** RECORDED DATA **
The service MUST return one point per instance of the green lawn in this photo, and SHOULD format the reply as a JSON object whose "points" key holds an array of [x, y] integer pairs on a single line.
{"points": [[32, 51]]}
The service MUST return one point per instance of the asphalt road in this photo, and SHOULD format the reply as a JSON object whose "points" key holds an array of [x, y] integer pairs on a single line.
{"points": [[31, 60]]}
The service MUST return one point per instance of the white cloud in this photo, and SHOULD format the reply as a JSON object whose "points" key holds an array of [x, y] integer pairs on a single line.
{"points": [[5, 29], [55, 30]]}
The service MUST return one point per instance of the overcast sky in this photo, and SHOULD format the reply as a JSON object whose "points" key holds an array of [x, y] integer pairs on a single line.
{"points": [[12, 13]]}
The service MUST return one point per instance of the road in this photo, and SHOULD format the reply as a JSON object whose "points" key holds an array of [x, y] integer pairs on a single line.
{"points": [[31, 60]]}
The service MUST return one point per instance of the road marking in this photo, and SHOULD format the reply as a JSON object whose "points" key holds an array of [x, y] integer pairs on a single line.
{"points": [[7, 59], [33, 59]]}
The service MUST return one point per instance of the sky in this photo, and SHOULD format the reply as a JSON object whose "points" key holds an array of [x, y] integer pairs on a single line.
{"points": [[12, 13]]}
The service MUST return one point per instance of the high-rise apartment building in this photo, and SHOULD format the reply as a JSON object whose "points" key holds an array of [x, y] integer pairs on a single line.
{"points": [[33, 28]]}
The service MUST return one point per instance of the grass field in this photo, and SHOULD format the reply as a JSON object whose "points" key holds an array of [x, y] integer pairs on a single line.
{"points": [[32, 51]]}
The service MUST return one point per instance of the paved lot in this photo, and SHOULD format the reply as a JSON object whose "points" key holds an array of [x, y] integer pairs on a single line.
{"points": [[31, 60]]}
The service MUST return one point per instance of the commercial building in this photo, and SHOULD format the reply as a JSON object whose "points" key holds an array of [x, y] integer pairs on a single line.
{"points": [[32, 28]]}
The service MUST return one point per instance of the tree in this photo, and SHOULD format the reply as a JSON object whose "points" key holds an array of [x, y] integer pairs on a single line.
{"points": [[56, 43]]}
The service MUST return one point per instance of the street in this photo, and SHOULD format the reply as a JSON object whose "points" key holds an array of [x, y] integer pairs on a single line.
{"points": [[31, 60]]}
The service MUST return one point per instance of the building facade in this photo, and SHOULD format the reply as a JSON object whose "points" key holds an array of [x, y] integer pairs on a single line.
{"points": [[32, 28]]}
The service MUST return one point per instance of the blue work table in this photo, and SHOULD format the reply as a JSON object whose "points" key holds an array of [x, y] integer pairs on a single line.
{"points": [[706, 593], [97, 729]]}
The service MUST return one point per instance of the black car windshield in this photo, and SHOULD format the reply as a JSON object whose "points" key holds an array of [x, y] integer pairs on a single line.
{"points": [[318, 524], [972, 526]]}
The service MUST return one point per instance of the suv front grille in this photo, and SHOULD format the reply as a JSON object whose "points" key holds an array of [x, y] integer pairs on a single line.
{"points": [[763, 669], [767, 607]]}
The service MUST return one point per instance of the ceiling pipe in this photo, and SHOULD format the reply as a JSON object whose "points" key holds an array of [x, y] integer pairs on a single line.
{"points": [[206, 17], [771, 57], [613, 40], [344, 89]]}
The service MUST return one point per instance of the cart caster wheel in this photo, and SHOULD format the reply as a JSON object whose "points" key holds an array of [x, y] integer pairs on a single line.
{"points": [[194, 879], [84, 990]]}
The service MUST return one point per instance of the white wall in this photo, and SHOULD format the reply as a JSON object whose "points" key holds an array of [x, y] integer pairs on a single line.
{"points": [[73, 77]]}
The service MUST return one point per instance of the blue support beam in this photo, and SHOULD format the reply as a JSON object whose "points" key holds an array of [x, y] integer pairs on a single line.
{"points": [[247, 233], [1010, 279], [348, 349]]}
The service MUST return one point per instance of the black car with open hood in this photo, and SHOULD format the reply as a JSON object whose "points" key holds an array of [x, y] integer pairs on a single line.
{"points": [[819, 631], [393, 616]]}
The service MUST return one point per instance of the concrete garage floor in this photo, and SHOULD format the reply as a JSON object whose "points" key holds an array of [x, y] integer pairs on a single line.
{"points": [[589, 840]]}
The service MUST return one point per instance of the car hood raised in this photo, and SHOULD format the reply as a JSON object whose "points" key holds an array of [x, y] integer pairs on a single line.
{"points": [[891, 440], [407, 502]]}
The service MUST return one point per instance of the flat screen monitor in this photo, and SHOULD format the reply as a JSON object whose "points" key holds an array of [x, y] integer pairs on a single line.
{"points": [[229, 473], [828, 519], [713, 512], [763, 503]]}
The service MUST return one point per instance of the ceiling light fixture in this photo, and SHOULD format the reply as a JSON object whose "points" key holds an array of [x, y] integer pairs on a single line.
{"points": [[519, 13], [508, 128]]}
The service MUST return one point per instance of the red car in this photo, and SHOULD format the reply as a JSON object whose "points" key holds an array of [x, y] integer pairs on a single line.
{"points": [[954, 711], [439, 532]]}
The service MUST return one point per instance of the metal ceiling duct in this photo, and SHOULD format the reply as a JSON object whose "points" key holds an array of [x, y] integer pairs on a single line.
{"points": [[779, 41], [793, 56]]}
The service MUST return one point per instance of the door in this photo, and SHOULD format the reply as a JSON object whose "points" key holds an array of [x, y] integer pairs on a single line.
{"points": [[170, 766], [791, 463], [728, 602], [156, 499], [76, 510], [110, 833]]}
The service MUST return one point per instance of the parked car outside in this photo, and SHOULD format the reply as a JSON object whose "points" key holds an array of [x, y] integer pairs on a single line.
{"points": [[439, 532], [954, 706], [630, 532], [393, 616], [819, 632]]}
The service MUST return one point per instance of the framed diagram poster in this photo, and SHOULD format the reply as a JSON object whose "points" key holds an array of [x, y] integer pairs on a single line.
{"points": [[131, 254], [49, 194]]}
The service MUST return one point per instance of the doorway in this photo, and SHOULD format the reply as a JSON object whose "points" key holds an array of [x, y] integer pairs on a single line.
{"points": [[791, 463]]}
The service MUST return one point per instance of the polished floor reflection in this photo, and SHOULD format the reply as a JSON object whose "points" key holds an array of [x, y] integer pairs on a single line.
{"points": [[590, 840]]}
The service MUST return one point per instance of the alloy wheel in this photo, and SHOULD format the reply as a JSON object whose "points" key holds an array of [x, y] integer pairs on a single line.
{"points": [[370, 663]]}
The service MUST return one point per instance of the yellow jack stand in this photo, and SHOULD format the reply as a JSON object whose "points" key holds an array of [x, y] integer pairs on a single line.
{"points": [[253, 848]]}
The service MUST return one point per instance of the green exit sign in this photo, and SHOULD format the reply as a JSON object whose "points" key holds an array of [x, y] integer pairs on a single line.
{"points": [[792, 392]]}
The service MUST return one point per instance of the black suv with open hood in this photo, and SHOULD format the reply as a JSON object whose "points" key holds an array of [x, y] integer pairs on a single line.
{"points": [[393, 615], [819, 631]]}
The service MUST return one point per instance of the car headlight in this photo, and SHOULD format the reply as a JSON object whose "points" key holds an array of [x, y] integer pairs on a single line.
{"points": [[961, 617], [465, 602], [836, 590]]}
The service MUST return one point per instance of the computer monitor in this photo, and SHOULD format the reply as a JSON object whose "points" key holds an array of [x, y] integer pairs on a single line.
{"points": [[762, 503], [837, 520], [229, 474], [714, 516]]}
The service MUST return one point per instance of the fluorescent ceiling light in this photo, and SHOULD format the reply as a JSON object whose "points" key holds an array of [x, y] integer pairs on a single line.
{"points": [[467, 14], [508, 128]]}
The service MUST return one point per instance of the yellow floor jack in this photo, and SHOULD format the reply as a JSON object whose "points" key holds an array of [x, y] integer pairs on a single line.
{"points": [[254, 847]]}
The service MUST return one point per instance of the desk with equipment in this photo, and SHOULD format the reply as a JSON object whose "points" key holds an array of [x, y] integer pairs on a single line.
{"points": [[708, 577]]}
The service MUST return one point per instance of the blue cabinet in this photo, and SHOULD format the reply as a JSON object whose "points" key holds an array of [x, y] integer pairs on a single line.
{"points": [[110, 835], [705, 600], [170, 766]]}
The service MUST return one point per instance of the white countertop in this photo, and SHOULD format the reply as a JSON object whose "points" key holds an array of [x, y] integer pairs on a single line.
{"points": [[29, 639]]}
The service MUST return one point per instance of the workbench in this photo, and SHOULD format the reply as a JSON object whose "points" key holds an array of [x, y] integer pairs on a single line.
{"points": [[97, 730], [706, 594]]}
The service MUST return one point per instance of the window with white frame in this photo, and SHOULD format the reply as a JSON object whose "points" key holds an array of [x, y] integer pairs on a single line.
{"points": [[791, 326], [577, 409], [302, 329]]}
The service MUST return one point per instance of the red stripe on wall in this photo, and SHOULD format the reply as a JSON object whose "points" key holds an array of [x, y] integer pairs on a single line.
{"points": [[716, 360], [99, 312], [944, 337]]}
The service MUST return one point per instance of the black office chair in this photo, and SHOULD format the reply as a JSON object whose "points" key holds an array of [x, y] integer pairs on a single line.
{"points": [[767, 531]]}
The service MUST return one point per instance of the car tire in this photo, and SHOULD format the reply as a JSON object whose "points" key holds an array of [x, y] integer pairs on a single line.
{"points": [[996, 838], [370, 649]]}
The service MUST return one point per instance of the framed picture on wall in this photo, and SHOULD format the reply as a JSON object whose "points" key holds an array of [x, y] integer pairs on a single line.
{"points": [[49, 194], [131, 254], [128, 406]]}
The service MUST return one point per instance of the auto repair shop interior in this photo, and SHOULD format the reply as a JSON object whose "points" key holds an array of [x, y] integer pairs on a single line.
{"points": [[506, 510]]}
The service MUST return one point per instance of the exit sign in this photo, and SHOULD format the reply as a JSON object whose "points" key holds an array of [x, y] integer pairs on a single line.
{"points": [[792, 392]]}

** WORK REQUIRED **
Copy out word for word the rows from the line containing "the framed picture" through the final line of the rows above, including both ends.

** IN RESPONSE **
The service MUST return one point per instance of the framed picture on wall in this photo, and SHOULD format the reply as a JSON object whose "points" key holds an array of [x, y] integer pairs on a single line.
{"points": [[49, 194], [131, 254], [128, 406]]}
The service MUST return one point per instance of the auto repair shop interior in this photo, and SHOULD format the reply as a JSON object whose "points" key holds an array of [x, y] integer pairs on a single line.
{"points": [[506, 510]]}
The service MUST return one point per instance of the exit sign in this photo, and SHOULD format the reply as a JSON object whose "points" key holds an array of [x, y] integer pairs on a single line.
{"points": [[792, 392]]}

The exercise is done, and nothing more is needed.